◆ **TEXT BLOCK**

┄┄┄┄┄┄┄┄┄┄

Francesco Merlo asks: “What does it mean to commit fraud, if there is no resulting gain? All one is talking about here is untidy administration, procedural confusion”. Houses belonging to the CAS services may have been used for people hosted by the SPRAR service and vice versa, money from the workshops might have gone to the oil-press, unregistered vehicles might have been used by the welcome services, etc. The details may have been muddled, but the overall result was uncompromised, since no money was wrongfully taken out of the system. One can, if one wants, find a ‘fraud’ everywhere here: in the issue of an identity card, in the multi-ethnic kindergarten, in the school, in the job training grants, in the restaurant, in the solidarity tourism, etc. Or these all can be regarded as what they were: attempts to explore new ways of integrating a community of migrants and local people.
“We face here an excess, a surplus of punitive will, which is explainable only by the determination to impose an exemplary sentence, designed to criminalize migrant welcome”, comments the jurist Luigi Ferrajoli.
The judgement condemns the Riace system in terms already prefigured in previous discretionary decisions of the public administration. The Prefecture and the Ministry of the Interior, even before the intervention of the criminal judiciary, had “condemned” Riace because it did not conform to standard reception models. Worse, as the migration jurist Fulvio Vassallo Paleologo remarks, a parliamentary commission inquiring into welcome centres in Italy determined in 2017 that although “large sectors of the welcome system in Calabria are infiltrated by mafias”, “no reform of the system has never been attempted; instead, those who invented an alternative have been criminalized”.
One is tempted to wonder here whether Lucano’s real crime was that of being honest.
Both of these experts comment that it is urgently necessary to restore a clear distinction between technical assessments conducted by administrative bodies and criminal prosecutions. Otherwise, trials as the Locri one are liable to become more and more frequent, given the complexity and the changeability of operating rules. Vassallo Paleologo says that a criminal trial of Riace and Lucano should have never have been initiated, because the municipality of Riace had been unfairly expected to step in to cover for the evident inability of the local State to guarantee a minimum level of reception to arriving migrants. We risk, says the writer Sandro Veronesi, normalizing the idea that a welcome system for refugees and migrants is in itself somehow a “criminal question”, a problem in terms of social marginality or public order. This would result, as happened in the case of the Locri court’s judgement, in “the assimilation of citizen and political initiatives, inspired by considerations of rationality and humanity, to criminal offenses, up to and including the outrageous charge of conspiracy”.

┄┄┄┄┄┄┄┄┄┄

◆ **RAW DATA**

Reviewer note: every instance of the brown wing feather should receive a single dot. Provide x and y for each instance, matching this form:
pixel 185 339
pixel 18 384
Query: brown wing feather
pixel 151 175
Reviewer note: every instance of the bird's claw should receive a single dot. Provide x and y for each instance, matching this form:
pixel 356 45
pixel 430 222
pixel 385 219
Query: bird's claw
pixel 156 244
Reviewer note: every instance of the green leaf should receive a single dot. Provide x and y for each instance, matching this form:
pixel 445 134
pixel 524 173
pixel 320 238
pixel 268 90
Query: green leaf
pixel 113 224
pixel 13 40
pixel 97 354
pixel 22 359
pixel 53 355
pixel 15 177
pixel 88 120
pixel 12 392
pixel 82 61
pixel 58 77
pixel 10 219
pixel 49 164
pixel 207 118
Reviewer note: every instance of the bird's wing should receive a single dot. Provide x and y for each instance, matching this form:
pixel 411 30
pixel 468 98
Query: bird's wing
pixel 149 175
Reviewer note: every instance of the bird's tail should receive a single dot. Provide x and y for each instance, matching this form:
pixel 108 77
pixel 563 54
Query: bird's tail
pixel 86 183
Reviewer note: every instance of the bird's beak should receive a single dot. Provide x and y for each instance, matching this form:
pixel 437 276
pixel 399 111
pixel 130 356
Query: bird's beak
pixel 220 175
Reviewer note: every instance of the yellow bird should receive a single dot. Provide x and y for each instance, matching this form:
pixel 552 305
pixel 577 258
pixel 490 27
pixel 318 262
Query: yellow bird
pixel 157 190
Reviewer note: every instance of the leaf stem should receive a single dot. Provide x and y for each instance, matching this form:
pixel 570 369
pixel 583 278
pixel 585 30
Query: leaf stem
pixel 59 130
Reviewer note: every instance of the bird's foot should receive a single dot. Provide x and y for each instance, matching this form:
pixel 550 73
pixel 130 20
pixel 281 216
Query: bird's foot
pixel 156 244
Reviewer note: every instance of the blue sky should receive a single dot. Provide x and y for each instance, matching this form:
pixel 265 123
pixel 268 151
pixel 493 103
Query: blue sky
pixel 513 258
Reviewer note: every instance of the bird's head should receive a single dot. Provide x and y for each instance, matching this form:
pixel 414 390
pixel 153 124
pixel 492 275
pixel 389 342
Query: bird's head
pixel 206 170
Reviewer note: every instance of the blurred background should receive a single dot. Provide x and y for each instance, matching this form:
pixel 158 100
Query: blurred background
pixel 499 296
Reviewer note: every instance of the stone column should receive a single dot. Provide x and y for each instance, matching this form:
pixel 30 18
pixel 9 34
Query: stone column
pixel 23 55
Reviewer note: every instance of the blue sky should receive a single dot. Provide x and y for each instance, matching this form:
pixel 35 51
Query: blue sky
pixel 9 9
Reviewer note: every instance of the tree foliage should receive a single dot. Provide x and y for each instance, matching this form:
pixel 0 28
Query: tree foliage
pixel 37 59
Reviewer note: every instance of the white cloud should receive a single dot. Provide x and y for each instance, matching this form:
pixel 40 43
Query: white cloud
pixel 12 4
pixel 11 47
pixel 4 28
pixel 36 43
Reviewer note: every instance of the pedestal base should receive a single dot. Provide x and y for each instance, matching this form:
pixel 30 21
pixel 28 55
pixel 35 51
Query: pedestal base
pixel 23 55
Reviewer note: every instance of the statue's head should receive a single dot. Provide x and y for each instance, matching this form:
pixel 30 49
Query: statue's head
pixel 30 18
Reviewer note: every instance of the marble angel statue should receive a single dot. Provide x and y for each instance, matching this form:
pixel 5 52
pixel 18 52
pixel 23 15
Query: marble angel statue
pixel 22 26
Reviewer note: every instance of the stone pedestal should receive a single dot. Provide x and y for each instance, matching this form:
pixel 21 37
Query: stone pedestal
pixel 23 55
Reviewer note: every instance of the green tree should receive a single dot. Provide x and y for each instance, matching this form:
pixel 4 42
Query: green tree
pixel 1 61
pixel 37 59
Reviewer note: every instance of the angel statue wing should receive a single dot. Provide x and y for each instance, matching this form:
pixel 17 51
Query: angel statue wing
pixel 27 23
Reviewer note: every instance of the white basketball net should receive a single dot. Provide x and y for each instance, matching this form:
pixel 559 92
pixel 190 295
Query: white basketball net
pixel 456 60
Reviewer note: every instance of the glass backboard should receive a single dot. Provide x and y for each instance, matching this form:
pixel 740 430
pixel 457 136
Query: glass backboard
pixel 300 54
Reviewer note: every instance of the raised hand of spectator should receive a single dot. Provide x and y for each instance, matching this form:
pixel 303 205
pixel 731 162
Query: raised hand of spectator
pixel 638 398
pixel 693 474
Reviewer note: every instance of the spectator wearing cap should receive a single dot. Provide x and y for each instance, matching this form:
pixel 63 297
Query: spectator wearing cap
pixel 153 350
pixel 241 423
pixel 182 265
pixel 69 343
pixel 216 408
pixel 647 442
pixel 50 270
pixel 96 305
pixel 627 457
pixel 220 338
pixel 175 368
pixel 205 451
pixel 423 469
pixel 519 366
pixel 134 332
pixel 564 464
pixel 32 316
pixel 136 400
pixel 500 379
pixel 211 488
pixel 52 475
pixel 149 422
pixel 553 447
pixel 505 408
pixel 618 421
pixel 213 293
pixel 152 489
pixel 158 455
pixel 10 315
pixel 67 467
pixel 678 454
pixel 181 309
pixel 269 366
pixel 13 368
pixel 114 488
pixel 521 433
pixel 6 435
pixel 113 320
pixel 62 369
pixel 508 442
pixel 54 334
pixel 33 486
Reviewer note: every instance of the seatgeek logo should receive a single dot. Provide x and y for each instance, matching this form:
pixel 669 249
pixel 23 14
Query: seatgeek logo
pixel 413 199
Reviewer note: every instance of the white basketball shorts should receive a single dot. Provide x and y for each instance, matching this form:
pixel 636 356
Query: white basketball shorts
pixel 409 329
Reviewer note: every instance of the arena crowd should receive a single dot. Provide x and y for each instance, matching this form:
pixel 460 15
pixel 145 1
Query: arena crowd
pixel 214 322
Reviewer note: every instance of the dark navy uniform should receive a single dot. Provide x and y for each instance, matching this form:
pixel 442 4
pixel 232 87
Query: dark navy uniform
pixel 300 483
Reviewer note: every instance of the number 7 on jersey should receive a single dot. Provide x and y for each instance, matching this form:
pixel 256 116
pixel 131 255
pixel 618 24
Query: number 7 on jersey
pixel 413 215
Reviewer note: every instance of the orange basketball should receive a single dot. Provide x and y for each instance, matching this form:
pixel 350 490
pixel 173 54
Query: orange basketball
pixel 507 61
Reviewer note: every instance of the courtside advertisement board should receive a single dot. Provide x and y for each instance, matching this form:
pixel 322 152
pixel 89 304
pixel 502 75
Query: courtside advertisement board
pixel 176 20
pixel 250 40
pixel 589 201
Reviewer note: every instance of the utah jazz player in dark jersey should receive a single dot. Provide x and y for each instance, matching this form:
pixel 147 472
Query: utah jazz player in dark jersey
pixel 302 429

┄┄┄┄┄┄┄┄┄┄

◆ **WORK TO DO**
Write the next part of the text on the Riace trial, starting after its last sentence. The lines stand apart from the text on the Riace trial.

◆ **TASK RESULT**
A senior academic and former politician, Luigi Manconi, wrote that the prosecutor’s press comments right after the sentencing contained “statements that oscillate between eccentricity and recklessness”.
Domenico Gallo commented that:
“In the present case, the margins of sentencing discretion were exercised only in hatred of the accused. This judgement truly represents the outcome of what [the great 18th century jurist] Cesare Beccaria called ‘an offensive trial’, where ‘the judge becomes the enemy of the accused’.”
The relentless exorbitance and hyper-aggression of the Locri proceedings from start to finish look like the instruments of a populist, Salvinian logic, centered on the identification and warlike destruction of those identified as the people’s enemies, namely those who show pity for that other great enemy, the refugee.
By accepting the prosecution’s framework of interpretation, the judges’ verdicts and sentences fully confirm the political character of the whole Locri trial, as I identified during my previous monitoring of the prosecution’s strategies during the trial. This practice of using political trials to criminalise solidarity and welcome is by now becoming obvious to all and is putting the resilience of our democratic societies at serious risk.
“What is the crime? Who committed it?”, asked Piero Calamandrei in his defence of Danilo Dolci, in a famous political trial in Palermo in 1956 of a young sociologist who had been leading a protest of unemployed people at Partinico and was put on trial for instigation to disobey the law.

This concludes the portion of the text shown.